>> start Material for this exercise

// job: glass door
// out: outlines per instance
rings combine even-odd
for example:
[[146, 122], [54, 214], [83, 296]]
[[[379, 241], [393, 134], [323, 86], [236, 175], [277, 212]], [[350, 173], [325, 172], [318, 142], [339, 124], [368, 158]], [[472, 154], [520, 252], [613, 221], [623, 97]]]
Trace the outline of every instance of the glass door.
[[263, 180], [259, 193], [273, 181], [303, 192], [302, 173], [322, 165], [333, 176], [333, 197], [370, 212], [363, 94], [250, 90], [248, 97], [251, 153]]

>> end Material for this exercise

## The problem
Rewrite the records with every "glass door" swapped for "sliding door", leaving everything else as it is.

## Written response
// job: sliding door
// out: outlines per instance
rings combine even-odd
for example:
[[146, 122], [54, 214], [83, 296]]
[[[379, 241], [393, 134], [323, 86], [236, 175], [277, 212]], [[350, 173], [325, 172], [318, 142], [339, 124], [368, 158]], [[472, 154], [520, 252], [613, 221], [623, 97]]]
Trace the outline of every instance of the sliding door.
[[263, 180], [259, 193], [273, 181], [303, 192], [302, 173], [322, 165], [333, 176], [333, 197], [370, 212], [363, 94], [250, 90], [248, 97], [251, 153]]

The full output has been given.